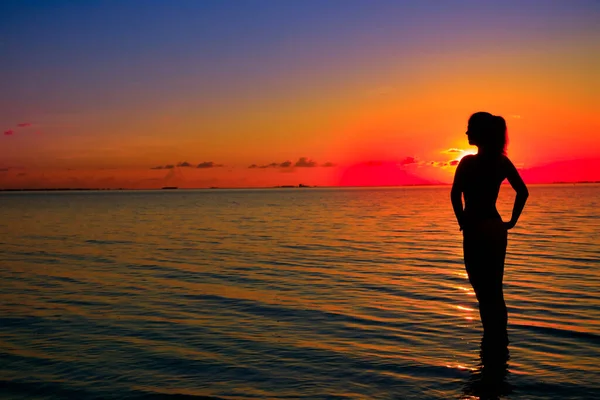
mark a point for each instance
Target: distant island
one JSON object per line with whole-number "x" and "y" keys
{"x": 252, "y": 188}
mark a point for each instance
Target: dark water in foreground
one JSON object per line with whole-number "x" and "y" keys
{"x": 289, "y": 294}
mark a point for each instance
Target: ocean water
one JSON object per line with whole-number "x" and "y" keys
{"x": 320, "y": 293}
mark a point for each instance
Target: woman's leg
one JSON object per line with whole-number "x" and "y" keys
{"x": 485, "y": 251}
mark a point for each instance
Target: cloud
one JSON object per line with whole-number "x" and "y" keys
{"x": 408, "y": 161}
{"x": 304, "y": 162}
{"x": 452, "y": 150}
{"x": 168, "y": 166}
{"x": 208, "y": 164}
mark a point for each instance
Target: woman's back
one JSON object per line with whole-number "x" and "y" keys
{"x": 481, "y": 180}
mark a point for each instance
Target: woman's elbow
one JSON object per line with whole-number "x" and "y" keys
{"x": 523, "y": 193}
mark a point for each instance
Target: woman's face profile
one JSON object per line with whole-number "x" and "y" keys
{"x": 469, "y": 134}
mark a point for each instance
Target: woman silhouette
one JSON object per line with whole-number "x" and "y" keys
{"x": 478, "y": 178}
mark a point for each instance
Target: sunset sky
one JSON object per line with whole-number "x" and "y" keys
{"x": 145, "y": 94}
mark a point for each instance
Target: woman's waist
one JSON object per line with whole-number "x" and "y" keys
{"x": 481, "y": 213}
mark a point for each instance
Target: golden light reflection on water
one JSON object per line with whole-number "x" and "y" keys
{"x": 337, "y": 289}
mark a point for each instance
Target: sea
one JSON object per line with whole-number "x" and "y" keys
{"x": 290, "y": 293}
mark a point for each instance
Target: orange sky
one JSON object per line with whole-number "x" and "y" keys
{"x": 323, "y": 104}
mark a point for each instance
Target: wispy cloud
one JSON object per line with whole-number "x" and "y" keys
{"x": 304, "y": 162}
{"x": 452, "y": 150}
{"x": 408, "y": 161}
{"x": 209, "y": 164}
{"x": 168, "y": 166}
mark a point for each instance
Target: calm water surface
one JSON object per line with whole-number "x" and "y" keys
{"x": 289, "y": 294}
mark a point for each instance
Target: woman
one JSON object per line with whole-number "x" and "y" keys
{"x": 478, "y": 178}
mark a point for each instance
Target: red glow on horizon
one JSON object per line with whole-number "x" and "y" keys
{"x": 378, "y": 173}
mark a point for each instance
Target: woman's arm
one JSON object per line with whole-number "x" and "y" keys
{"x": 457, "y": 191}
{"x": 518, "y": 185}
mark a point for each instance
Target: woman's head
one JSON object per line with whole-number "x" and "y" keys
{"x": 488, "y": 133}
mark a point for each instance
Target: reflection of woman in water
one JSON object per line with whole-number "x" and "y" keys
{"x": 478, "y": 178}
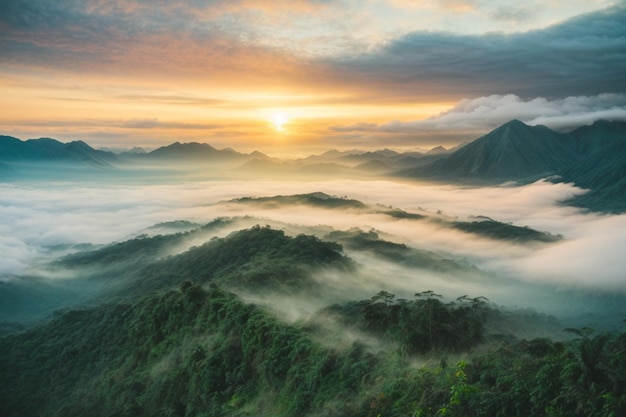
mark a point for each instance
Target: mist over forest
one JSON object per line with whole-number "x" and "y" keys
{"x": 196, "y": 281}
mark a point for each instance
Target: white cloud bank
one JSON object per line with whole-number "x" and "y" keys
{"x": 32, "y": 219}
{"x": 486, "y": 113}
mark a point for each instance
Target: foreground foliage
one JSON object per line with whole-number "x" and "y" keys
{"x": 196, "y": 352}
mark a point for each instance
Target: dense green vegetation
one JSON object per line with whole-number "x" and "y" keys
{"x": 170, "y": 339}
{"x": 196, "y": 352}
{"x": 503, "y": 231}
{"x": 416, "y": 326}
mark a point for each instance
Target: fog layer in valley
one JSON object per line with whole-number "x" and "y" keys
{"x": 41, "y": 223}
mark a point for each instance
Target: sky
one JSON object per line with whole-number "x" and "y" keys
{"x": 289, "y": 77}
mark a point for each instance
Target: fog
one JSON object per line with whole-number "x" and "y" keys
{"x": 39, "y": 223}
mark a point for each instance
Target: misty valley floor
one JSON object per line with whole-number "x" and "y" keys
{"x": 334, "y": 298}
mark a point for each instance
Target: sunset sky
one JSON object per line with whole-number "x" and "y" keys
{"x": 305, "y": 75}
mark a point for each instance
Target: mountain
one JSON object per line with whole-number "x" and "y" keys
{"x": 596, "y": 138}
{"x": 193, "y": 150}
{"x": 51, "y": 150}
{"x": 513, "y": 151}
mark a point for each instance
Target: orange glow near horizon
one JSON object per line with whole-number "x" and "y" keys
{"x": 105, "y": 113}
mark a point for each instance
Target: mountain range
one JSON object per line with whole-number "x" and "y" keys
{"x": 592, "y": 157}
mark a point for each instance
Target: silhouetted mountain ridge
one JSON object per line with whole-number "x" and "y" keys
{"x": 47, "y": 149}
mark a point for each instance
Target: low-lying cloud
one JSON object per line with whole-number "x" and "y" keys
{"x": 486, "y": 113}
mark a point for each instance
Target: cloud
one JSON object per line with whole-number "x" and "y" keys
{"x": 582, "y": 56}
{"x": 485, "y": 113}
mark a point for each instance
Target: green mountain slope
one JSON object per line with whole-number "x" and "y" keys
{"x": 513, "y": 151}
{"x": 196, "y": 352}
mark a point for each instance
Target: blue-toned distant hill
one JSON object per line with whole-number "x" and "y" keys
{"x": 194, "y": 151}
{"x": 51, "y": 150}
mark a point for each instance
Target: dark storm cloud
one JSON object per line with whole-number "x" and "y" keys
{"x": 582, "y": 56}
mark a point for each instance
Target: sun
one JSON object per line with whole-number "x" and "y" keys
{"x": 279, "y": 121}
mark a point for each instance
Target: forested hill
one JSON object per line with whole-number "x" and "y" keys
{"x": 196, "y": 352}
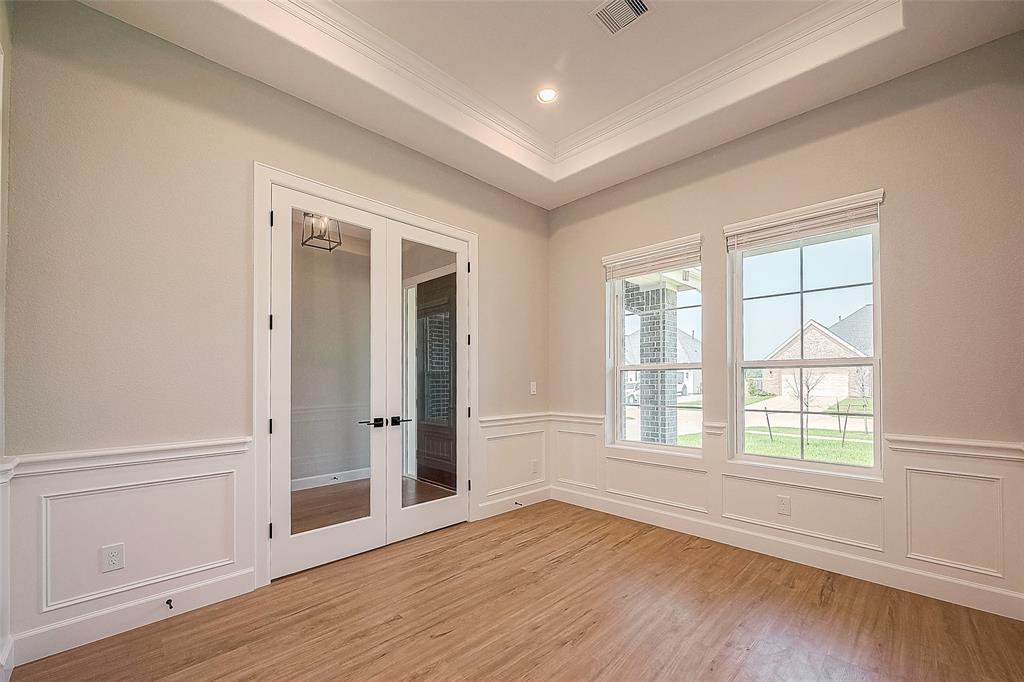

___

Objective:
How many lines of the records contain the string "distant", with case counting? Reply with the number alone.

The solution:
2